**Your objective**
Repeat the lines character for character, from the start of the records through the line containing "(1019, 359)", including both ends.

**Data entries**
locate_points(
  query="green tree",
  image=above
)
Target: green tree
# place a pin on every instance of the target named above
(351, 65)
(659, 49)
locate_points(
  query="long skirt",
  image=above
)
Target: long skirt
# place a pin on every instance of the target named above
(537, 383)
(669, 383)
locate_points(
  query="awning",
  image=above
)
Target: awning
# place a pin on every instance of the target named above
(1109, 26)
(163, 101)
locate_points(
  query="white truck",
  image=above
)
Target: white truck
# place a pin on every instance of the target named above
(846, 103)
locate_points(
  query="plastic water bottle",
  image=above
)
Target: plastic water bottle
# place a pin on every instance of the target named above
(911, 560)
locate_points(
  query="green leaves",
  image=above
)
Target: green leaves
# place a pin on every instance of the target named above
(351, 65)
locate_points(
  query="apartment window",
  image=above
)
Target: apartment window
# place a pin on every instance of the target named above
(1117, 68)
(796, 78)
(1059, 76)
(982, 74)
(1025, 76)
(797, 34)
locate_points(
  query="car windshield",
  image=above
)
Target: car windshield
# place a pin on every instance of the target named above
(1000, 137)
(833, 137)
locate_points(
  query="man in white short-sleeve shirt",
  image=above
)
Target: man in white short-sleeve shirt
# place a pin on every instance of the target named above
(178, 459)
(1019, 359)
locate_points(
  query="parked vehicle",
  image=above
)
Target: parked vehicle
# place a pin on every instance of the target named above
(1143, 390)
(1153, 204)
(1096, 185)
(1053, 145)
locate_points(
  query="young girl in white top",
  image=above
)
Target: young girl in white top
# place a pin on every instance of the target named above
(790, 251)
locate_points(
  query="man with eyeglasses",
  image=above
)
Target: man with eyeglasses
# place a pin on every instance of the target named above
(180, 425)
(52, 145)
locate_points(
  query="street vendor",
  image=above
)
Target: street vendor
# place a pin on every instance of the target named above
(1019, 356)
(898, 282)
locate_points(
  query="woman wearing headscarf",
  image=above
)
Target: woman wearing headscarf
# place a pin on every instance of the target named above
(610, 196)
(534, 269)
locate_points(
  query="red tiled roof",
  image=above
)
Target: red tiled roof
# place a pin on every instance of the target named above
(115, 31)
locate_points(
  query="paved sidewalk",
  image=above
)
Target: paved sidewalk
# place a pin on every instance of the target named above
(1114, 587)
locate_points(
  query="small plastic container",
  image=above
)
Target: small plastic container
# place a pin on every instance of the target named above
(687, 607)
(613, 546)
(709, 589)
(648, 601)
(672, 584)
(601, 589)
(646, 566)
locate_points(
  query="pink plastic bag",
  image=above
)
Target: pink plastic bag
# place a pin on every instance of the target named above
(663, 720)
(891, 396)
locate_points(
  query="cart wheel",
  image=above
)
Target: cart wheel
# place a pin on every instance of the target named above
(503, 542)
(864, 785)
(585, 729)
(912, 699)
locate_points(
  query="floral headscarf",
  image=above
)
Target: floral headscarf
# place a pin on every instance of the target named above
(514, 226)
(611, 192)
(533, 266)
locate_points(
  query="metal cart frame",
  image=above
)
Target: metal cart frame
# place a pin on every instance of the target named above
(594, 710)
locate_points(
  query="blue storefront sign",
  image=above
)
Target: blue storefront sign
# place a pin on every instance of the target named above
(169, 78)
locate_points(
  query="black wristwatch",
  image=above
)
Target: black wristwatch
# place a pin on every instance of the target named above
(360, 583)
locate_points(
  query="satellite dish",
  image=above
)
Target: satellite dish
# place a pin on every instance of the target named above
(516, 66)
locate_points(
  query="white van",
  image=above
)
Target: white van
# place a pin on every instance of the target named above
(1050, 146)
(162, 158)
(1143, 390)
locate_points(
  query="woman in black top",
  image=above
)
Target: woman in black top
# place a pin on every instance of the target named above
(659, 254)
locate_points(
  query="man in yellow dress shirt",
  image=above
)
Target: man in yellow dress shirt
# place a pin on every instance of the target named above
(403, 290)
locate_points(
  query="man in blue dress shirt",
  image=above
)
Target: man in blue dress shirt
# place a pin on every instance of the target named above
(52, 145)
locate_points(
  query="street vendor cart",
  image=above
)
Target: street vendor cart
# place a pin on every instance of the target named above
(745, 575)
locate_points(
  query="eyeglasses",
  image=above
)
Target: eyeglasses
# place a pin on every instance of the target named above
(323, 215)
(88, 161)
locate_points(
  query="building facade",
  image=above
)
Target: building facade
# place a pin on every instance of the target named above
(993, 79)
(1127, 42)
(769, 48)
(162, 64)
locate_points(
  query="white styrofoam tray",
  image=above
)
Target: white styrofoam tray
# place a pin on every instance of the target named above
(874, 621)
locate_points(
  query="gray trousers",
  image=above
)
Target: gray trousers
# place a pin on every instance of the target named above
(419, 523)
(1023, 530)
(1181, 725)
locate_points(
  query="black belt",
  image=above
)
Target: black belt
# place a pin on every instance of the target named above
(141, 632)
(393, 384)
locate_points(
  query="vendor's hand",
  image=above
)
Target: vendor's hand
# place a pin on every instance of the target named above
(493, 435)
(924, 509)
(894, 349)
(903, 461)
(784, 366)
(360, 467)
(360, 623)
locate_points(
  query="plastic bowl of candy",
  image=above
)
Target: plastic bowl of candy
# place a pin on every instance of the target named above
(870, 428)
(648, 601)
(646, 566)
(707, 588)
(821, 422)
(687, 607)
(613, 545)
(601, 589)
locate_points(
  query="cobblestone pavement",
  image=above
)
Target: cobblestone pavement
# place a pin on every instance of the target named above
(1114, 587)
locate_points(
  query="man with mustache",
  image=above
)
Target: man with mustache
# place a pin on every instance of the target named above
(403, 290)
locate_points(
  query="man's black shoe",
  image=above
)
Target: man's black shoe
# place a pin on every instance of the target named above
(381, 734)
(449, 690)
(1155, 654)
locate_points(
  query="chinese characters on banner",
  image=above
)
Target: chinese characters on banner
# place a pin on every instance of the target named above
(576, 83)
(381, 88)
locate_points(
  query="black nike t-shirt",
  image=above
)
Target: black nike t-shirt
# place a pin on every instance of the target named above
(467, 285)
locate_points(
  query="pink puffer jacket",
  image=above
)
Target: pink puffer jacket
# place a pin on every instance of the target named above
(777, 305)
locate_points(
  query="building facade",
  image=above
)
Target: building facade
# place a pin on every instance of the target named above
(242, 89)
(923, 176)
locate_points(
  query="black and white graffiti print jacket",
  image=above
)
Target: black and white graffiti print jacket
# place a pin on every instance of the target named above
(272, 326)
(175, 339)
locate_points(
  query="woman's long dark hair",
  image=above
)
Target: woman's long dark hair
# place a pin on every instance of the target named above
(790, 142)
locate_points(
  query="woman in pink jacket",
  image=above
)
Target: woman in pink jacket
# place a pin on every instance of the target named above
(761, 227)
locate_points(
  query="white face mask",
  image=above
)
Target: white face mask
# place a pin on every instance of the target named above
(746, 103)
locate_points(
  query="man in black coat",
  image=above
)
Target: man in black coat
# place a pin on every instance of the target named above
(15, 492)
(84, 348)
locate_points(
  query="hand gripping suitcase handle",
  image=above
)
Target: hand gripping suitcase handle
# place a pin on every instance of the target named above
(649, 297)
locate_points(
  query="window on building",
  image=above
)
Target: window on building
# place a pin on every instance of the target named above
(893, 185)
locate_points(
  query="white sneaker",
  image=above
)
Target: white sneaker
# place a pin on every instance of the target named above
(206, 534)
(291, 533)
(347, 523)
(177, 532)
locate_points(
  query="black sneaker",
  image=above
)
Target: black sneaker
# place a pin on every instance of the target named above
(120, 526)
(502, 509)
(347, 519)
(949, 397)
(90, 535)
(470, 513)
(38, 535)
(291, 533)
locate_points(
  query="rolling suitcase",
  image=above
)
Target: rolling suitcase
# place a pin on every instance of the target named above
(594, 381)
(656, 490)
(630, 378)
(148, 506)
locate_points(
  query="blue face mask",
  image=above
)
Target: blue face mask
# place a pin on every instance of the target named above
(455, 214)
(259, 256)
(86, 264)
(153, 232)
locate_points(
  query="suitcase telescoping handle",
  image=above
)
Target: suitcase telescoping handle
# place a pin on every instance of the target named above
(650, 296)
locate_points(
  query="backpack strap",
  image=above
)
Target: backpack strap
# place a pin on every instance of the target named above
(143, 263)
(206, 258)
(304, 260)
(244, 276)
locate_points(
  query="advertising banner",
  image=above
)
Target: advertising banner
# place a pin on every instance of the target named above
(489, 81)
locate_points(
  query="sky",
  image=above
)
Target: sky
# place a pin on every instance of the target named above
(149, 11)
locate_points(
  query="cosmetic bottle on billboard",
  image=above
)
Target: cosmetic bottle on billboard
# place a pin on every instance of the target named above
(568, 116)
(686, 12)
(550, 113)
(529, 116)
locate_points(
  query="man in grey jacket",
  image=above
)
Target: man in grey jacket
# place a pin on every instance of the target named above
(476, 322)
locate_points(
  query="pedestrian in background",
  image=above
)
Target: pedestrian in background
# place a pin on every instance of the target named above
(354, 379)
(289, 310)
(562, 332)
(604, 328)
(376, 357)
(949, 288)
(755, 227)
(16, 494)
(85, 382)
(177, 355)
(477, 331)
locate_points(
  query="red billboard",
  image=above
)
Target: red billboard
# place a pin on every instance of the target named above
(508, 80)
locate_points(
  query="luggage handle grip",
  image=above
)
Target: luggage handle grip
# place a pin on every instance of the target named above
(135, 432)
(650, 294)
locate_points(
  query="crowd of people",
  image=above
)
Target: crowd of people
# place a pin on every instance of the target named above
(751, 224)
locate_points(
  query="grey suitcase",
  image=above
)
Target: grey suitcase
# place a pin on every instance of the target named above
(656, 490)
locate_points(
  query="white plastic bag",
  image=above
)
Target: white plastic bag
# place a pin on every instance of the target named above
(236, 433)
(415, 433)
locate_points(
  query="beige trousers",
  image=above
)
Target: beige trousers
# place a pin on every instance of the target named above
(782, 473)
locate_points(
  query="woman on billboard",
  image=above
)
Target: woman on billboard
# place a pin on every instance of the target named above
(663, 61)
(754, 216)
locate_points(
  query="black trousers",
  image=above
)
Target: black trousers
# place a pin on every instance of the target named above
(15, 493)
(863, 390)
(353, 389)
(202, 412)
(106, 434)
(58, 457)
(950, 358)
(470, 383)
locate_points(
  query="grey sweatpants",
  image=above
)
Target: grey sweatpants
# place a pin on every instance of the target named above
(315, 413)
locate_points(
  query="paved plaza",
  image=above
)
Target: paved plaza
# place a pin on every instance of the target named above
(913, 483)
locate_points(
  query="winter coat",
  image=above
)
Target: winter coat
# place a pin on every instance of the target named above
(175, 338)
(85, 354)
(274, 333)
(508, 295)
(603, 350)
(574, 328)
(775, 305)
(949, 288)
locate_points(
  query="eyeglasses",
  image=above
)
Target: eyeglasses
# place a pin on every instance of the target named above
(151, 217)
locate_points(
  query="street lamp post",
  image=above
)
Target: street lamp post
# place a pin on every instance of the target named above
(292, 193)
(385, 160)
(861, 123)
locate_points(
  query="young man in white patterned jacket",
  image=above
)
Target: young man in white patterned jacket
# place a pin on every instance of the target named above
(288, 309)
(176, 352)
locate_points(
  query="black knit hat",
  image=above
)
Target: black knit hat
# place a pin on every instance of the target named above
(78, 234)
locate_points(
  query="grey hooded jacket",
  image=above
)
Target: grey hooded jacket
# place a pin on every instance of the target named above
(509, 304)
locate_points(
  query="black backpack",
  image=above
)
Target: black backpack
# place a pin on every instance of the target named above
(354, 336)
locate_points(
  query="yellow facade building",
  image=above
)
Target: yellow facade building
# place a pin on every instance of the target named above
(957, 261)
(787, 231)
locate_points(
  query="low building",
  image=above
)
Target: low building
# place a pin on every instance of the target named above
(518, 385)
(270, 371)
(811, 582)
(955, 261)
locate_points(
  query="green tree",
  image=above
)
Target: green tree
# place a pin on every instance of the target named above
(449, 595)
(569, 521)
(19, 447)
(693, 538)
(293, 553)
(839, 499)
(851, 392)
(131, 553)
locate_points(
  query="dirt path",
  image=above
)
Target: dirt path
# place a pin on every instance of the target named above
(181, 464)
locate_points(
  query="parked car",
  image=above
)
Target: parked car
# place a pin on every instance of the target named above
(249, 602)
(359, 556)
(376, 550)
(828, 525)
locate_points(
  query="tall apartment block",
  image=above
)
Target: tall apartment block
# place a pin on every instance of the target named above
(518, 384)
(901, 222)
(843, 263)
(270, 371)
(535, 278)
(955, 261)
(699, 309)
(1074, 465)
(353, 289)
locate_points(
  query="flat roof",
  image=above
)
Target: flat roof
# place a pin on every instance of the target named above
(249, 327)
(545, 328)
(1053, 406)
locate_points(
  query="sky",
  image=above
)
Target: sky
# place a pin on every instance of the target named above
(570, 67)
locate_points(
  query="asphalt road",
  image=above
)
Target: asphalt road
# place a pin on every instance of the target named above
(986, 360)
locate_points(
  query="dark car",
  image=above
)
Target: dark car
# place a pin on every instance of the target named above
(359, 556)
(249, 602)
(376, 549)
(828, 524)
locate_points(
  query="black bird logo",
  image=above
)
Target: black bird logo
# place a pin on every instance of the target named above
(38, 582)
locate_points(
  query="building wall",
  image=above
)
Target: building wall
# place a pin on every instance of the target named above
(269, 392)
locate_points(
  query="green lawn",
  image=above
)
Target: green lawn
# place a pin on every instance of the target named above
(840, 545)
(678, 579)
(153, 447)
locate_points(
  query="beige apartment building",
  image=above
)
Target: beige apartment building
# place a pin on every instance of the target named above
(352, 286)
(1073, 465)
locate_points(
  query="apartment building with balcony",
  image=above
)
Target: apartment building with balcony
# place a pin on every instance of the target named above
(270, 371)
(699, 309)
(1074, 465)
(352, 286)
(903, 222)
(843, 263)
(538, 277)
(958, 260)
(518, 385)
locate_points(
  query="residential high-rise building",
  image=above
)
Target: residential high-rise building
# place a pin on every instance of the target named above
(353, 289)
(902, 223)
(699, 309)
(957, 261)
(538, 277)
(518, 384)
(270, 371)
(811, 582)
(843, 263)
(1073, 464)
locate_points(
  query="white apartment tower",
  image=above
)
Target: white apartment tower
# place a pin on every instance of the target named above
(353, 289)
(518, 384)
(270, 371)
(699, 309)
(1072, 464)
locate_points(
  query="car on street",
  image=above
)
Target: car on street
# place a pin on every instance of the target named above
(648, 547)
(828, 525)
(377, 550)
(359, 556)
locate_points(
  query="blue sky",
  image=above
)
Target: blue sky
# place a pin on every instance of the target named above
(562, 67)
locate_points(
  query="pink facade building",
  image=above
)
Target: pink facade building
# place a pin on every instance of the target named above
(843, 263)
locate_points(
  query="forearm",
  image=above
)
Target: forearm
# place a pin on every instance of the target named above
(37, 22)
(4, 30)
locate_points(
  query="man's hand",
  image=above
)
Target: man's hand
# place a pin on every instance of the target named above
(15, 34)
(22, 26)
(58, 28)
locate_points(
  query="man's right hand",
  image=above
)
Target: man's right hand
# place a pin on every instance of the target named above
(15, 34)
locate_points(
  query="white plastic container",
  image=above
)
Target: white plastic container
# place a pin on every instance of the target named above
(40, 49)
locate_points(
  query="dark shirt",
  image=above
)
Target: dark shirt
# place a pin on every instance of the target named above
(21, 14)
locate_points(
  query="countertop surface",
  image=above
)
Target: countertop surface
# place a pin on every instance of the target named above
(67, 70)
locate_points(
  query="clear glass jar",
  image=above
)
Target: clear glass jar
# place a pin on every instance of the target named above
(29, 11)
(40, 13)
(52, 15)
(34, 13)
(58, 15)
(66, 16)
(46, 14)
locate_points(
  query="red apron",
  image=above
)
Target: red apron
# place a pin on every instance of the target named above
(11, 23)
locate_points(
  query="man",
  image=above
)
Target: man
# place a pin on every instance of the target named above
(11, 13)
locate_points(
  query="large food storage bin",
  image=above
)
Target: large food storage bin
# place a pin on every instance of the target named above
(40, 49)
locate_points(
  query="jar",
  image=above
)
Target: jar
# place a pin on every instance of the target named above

**Response to this exercise**
locate_points(
  query="green tree",
  image=above
)
Target: green tree
# place a pin on every instance of the target named above
(351, 65)
(659, 49)
locate_points(
  query="long skirt",
  image=above
)
Target: long skirt
# place a pin on every instance of the target named above
(537, 383)
(669, 383)
locate_points(
  query="awning",
  image=above
)
Target: awning
# place a pin on every instance of the target named above
(1109, 26)
(163, 101)
locate_points(
  query="white truck",
  image=above
)
Target: white truck
# place a pin on every instance of the target named above
(846, 103)
locate_points(
  query="plastic water bottle",
  image=above
)
Target: plastic water bottle
# place a pin on every instance of the target named above
(911, 560)
locate_points(
  query="green leaves",
  image=above
)
Target: green leaves
# place a pin on every instance of the target named above
(351, 65)
locate_points(
  query="apartment window",
  image=above
)
Target: apartment window
# place a pin on every instance of the target named above
(1117, 68)
(796, 78)
(1059, 76)
(982, 74)
(1025, 76)
(797, 34)
locate_points(
  query="car windshield",
  image=above
)
Target: car windshield
# place a pin on every instance of the target named above
(1000, 137)
(833, 137)
locate_points(
  query="man in white short-sleeve shirt",
  image=above
)
Target: man in white short-sleeve shirt
# place a pin on every instance of the target named above
(178, 459)
(1019, 359)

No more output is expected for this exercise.